Rework the intrusion detection text below, writing out everything from "Dataset overview [39]" down to "used by models." with "machine learning" in place of "deep learning".

### [EXCERPT TO READ]
<<<<
Dataset overview [39]

3.2 Data preprocessing

In particular, data transformation and cleaning are crucial to our system because they provide us with a suitable and trustworthy dataset that we can use to train our deep learning model. Previously, we handled missing data by replacing them with mean or median values if their percentage was smaller than the total features, or by removing such entries. Subsequently, the dataset underwent normalization to ensure that every feature was of the same magnitude. This is an essential step in ensuring the effectiveness of deep learning algorithms. To get the majority of the feature values within a range of a normalized value of 0 and 1, we used rescaled formulas and normalization on the feature values. Additionally, the one-hot encoding approach was employed to convert category information into numerical characteristics that could be used by models.

The Network Intrusion Detection dataset [39] was used in this study. This dataset includes a wide variety of intrusions simulated in a military network environment, with each connection record containing 41 features. The dataset was preprocessed as follows:

  • Data Cleaning: missing values were handled, and irrelevant features were removed.

  • Normalization: feature scaling was applied to ensure all features contributed equally to the learning process.

  • Label Encoding: categorical features were converted into numerical format using one-hot encoding.

  • Train-Test Split: the dataset was split into training (70%), validation (15%), and testing (15%) sets to evaluate the model performance.

3.3 Feature extraction

A key component of the effective Network Intrusion Detection System (NIDS) design process is feature extraction. To better monitor anomalous behavior, a collection of additional characteristics was built in this study by carefully gathering comprehensive network and host traffic data in relation to known features.

Traffic characteristics were derived from traffic traces since the network traffic was taken from unprocessed TCP/IP dump data. Each network connection was comprised of a source or destination IP address and was broken down into a sequence of TCP packets. 41 characteristics were used to characterize each connection. Therefore, the features were divided into the following categories: fundamental features, which allowed for the creation of properties such as duration, protocol type, service, and flag; content features that provide information about data content, such as the quantity of unsuccessful connection attempts and "hot" indicators that characterize actions akin to file access or shell prompts; time-based traffic features that recorded temporal aspects of network traffic, such as the quantity of connections to comparable hosts or services in a specific amount of time; and, lastly, host-based traffic features.

System logs and user activity records are sources of information used in the host traffic features. System calls that recorded the order and frequency of system calls made by the host's processes; user actions that preserved information about log-ins, file operations, and changes to user privileges; and applications that tracked the actions within specific applications, like database transactions or Web server requests, were some of the features.

The integrated network and host traffic characteristics had a large dimensionality; therefore, feature space reduction and feature selection were done to increase the computational efficiency and performance of the model. There were characteristics with a high correlation coefficient, and the ones least significant to the identification of intrusions were eliminated using the correlation analysis approach. The dataset's dimensions were reduced while attempting to preserve as much variation as possible via the use of principal component analysis (PCA). The outcome of PCA was a collection of orthogonal components representing the dataset's characteristics. In addition, characteristics that are less crucial to the model at each stage were eliminated by applying model constructs using recursive feature elimination (RFE).
>>>>
### [DATA EXTRACT]
<<<<
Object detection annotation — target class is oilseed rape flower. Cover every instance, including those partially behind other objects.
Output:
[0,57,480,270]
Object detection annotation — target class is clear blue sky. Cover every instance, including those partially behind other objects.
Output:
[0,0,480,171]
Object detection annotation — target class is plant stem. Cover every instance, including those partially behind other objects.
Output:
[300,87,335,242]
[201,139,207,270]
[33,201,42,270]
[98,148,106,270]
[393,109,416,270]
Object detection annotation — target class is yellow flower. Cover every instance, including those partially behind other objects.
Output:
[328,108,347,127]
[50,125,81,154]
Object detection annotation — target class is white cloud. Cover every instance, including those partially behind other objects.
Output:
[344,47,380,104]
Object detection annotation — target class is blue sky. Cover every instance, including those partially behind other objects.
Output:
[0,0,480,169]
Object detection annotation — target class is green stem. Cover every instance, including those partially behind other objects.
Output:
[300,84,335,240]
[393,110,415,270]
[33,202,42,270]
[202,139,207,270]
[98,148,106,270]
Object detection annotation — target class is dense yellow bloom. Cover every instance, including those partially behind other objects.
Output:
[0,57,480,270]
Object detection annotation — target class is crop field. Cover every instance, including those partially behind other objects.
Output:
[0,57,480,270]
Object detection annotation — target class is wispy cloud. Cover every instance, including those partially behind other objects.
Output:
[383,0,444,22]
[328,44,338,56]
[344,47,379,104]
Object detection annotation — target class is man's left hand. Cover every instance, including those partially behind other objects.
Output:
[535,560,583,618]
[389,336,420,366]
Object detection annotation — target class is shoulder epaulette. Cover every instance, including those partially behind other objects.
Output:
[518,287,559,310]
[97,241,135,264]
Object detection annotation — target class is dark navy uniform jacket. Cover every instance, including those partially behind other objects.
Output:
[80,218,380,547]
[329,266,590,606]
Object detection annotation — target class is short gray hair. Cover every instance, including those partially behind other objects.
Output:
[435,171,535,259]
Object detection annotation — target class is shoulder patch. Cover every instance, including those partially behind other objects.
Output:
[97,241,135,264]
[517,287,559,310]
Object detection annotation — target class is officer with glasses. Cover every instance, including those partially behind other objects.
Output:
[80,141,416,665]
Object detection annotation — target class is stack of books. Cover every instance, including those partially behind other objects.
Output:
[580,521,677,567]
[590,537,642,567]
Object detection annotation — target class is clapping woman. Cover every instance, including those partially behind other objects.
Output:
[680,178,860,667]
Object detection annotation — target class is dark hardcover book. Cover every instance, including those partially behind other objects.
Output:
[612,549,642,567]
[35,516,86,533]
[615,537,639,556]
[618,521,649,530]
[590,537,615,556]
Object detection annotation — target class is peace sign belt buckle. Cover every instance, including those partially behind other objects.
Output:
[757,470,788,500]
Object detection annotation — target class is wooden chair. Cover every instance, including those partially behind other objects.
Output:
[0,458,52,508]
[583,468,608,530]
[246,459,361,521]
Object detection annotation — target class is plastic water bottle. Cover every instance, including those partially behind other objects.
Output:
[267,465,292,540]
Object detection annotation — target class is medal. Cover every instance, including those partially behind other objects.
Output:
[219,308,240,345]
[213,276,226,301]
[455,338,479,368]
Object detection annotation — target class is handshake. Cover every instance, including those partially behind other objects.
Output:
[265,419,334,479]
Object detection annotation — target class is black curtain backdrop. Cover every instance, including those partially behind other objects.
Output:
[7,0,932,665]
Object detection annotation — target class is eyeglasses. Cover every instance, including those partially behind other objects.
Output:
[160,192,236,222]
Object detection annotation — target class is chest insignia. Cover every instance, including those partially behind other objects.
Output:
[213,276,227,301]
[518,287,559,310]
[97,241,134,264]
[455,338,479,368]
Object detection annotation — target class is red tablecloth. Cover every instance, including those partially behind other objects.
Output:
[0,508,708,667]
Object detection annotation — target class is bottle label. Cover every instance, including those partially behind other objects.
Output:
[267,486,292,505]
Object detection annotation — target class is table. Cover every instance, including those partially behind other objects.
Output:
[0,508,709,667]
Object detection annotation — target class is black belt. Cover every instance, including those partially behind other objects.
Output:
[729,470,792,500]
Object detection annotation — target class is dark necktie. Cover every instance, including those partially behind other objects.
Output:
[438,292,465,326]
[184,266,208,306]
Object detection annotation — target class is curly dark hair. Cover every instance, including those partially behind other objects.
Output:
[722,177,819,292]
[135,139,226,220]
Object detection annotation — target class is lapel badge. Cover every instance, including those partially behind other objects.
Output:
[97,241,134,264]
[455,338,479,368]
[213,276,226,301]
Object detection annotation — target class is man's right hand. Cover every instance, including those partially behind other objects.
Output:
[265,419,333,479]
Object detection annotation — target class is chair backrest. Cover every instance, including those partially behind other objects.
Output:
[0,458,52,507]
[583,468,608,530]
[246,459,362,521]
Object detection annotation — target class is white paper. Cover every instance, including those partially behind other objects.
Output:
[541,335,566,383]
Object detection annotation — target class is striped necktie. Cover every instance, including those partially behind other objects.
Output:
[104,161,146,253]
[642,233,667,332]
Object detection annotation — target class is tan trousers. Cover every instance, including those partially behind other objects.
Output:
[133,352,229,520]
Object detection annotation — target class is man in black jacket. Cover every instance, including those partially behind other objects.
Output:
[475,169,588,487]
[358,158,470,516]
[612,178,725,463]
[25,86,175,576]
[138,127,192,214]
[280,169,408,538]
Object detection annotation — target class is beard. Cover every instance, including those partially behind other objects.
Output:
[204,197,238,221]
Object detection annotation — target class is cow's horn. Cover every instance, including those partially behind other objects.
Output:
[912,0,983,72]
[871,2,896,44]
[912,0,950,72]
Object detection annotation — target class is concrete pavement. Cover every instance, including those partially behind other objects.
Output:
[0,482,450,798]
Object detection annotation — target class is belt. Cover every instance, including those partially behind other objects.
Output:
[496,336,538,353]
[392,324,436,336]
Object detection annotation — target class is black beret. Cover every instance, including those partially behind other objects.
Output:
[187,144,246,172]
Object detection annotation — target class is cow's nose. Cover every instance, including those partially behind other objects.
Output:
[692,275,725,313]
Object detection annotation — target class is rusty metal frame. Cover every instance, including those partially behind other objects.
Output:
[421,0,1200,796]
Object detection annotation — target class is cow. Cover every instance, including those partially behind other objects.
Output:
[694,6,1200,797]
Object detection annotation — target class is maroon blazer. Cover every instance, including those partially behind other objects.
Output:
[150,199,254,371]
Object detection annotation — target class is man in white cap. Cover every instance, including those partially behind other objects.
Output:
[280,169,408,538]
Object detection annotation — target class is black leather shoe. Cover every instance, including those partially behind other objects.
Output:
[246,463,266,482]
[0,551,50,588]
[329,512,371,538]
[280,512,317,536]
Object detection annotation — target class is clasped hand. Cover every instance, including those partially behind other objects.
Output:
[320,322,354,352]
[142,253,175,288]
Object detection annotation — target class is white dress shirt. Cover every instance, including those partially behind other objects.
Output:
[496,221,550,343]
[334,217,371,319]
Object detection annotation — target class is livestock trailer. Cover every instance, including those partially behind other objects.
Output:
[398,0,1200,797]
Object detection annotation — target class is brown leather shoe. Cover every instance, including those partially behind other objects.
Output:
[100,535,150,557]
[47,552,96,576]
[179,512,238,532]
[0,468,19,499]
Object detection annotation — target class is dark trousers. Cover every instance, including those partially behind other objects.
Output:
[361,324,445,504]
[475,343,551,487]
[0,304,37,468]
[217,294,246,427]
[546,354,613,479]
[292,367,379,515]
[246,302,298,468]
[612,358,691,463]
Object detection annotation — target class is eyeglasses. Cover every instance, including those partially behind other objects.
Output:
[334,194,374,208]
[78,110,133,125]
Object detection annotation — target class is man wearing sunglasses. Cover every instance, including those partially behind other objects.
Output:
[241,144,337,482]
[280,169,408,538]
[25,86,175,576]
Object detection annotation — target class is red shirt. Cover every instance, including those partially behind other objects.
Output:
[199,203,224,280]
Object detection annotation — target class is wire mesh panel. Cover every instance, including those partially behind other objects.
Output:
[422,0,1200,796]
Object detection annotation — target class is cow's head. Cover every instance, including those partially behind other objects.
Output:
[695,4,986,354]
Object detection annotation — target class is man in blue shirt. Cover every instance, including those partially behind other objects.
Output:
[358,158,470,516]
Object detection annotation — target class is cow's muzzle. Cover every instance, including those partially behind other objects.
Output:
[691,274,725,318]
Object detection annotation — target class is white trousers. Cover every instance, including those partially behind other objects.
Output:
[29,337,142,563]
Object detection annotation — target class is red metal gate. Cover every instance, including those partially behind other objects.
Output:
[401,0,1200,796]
>>>>
### [EXERCISE RESPONSE]
Dataset overview [39]

3.2 Data preprocessing

In particular, data transformation and cleaning are crucial to our system because they provide us with a suitable and trustworthy dataset that we can use to train our machine learning model. Previously, we handled missing data by replacing them with mean or median values if their percentage was smaller than the total features, or by removing such entries. Subsequently, the dataset underwent normalization to ensure that every feature was of the same magnitude. This is an essential step in ensuring the effectiveness of machine learning algorithms. To get the majority of the feature values within a range of a normalized value of 0 and 1, we used rescaled formulas and normalization on the feature values. Additionally, the one-hot encoding approach was employed to convert category information into numerical characteristics that could be used by models.